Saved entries

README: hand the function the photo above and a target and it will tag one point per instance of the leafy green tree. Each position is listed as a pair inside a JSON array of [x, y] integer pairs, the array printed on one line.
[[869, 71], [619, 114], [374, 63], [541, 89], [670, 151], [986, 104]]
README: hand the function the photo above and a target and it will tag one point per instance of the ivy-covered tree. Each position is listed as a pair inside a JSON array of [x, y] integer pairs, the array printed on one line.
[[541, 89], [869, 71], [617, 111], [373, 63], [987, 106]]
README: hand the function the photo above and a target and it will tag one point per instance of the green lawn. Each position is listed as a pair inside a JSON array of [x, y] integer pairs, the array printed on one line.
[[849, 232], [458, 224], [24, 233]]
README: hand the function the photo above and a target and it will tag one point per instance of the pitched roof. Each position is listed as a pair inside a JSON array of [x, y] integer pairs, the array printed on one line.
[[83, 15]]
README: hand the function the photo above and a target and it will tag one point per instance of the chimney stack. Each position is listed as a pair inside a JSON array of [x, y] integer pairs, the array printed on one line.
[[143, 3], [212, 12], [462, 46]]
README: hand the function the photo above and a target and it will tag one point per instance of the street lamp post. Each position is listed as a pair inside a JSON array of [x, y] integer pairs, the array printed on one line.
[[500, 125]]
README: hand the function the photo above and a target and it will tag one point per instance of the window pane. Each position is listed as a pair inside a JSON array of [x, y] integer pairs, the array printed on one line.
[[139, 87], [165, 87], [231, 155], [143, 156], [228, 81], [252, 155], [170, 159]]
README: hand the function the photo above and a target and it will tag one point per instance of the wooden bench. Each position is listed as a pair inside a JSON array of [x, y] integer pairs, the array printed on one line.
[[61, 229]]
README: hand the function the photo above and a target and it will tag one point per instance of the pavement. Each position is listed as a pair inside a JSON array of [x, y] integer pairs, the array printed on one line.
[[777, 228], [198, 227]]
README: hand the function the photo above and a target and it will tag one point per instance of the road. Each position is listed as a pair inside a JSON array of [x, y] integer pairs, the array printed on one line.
---
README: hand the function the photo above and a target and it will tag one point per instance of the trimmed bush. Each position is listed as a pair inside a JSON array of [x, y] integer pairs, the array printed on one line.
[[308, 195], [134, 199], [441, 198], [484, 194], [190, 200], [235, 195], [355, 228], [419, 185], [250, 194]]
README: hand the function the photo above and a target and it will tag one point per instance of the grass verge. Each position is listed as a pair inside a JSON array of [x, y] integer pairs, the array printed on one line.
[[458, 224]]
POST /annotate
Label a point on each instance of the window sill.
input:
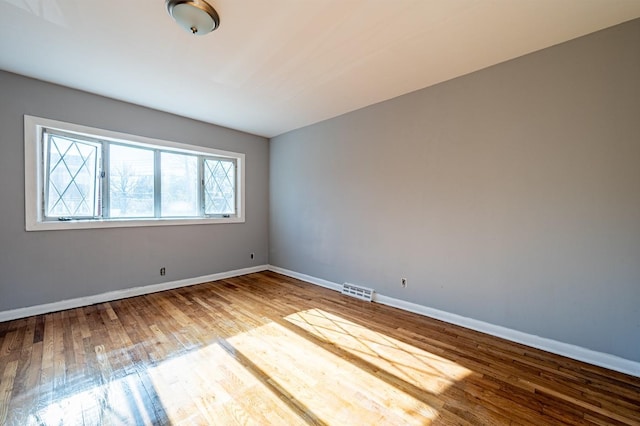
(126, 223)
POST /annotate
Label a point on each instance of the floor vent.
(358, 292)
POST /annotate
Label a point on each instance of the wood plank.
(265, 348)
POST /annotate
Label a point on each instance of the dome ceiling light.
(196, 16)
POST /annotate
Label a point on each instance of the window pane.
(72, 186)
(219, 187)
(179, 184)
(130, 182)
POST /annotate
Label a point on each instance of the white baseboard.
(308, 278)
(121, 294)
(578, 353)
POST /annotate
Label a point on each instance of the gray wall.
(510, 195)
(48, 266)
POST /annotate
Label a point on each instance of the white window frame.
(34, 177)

**Written exercise**. Turn the lines into a numbered list, skipping any blank lines. Begin at the line that has "of the chimney" and stop after the line that has "155], [170, 159]]".

**Exercise answer**.
1. README: hand the function the photo above and a target and it will tag one point per instance of the chimney stack. Each position is listed as a pair inside a JSON array of [x, y] integer pairs, the array printed on one line.
2. [[143, 3], [212, 12], [462, 46]]
3. README: hand the function the photo above and a target and it will tag one point per instance of the street lamp post. Each position is listed as a pair inside a JSON array of [x, y] integer pairs, the array printed on one line.
4. [[500, 125]]
5. README: hand the function the photo above and a target and it will tag one point per instance of the window pane. Each position is listed as a pair inside a JSON array of [x, y] integer pairs, the array printed on one line.
6. [[139, 87], [165, 87], [231, 155], [143, 156], [228, 81], [252, 155], [170, 159]]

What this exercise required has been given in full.